*** EXERCISE DATA ***

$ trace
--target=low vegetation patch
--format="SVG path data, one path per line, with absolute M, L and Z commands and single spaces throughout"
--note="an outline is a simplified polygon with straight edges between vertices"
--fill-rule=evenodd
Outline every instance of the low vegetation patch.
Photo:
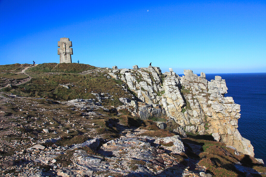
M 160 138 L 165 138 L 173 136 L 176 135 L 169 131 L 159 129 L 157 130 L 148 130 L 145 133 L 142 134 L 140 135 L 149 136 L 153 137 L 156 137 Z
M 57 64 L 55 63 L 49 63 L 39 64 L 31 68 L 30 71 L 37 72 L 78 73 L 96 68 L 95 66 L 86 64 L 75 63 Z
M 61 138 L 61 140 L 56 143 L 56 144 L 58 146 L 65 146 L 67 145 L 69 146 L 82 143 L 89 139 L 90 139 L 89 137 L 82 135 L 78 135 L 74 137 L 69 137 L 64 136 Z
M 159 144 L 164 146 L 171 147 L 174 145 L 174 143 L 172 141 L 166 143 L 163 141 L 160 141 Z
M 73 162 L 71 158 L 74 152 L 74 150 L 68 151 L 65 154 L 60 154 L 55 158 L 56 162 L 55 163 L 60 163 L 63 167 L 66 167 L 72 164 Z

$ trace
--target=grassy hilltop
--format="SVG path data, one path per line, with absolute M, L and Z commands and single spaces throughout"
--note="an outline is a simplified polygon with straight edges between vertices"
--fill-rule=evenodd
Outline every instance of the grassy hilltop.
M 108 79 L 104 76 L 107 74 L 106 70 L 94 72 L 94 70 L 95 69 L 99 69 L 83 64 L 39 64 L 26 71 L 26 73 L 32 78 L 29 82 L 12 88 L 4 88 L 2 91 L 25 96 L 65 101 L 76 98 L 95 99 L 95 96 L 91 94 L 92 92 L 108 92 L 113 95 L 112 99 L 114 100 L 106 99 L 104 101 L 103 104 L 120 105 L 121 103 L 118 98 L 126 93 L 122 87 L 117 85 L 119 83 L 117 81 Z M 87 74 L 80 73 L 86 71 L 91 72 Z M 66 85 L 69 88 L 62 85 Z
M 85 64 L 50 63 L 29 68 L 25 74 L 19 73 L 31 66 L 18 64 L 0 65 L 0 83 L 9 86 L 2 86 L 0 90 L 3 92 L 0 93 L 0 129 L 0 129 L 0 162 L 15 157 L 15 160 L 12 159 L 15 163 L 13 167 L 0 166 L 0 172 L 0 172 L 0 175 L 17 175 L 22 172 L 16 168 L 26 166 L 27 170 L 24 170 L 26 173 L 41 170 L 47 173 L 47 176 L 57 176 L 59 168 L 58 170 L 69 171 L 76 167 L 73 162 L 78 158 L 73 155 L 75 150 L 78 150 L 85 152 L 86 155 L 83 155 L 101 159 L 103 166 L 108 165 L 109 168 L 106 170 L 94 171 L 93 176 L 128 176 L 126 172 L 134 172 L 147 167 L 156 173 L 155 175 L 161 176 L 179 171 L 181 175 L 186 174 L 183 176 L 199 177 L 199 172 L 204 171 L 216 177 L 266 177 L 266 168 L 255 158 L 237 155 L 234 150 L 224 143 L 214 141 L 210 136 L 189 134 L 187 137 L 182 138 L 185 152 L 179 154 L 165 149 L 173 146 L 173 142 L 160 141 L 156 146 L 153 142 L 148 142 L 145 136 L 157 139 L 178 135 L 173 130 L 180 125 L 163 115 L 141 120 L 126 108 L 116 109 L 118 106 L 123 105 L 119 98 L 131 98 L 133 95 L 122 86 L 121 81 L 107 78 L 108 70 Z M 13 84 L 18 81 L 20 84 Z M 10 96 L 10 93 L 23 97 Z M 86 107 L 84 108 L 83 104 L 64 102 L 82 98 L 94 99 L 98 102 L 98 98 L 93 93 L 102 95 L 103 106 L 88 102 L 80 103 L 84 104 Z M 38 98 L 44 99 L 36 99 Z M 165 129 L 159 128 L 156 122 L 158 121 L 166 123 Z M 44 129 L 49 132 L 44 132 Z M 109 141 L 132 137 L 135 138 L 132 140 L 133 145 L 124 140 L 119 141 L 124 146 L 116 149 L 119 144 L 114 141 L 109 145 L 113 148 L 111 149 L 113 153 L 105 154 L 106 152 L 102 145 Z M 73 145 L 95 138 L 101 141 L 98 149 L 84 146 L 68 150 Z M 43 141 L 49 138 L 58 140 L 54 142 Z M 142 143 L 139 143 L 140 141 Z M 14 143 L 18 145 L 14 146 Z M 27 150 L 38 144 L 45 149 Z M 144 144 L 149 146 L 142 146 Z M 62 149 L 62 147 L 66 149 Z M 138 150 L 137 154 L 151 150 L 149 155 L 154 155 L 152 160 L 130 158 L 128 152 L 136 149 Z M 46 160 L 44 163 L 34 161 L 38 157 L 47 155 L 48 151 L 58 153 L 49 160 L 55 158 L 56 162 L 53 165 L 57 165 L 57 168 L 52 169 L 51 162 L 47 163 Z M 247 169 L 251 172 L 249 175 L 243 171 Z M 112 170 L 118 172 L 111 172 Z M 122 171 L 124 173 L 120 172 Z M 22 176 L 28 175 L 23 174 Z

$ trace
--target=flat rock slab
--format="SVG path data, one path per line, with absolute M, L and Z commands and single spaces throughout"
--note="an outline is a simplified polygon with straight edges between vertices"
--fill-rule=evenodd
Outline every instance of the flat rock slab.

***

Reproduce the rows from the very beginning through the line that contains "M 73 162 L 71", including that line, and leave the pictures out of your copy.

$ trace
--target=low vegetation patch
--format="SVG path data, one path per line, with absolute M, L and Z commands and single spaces throughout"
--note="an outline is a simplified polygon with straight edges between vertices"
--fill-rule=evenodd
Outline every instance of the low vegetation patch.
Photo:
M 160 138 L 165 138 L 173 136 L 176 135 L 169 131 L 159 129 L 157 130 L 148 130 L 145 133 L 142 134 L 140 135 L 149 136 L 153 137 L 156 137 Z
M 57 64 L 55 63 L 49 63 L 39 64 L 31 68 L 30 71 L 37 72 L 78 73 L 96 68 L 95 66 L 86 64 L 75 63 Z
M 61 138 L 61 140 L 56 143 L 56 144 L 58 146 L 65 146 L 67 145 L 69 146 L 82 143 L 89 139 L 90 139 L 89 137 L 82 135 L 78 135 L 74 137 L 69 137 L 64 136 Z
M 159 144 L 164 146 L 171 147 L 174 145 L 174 143 L 172 141 L 166 143 L 163 141 L 160 141 Z
M 73 162 L 71 158 L 74 152 L 74 150 L 68 151 L 65 154 L 60 154 L 55 158 L 56 162 L 55 163 L 60 163 L 63 167 L 66 167 L 72 164 Z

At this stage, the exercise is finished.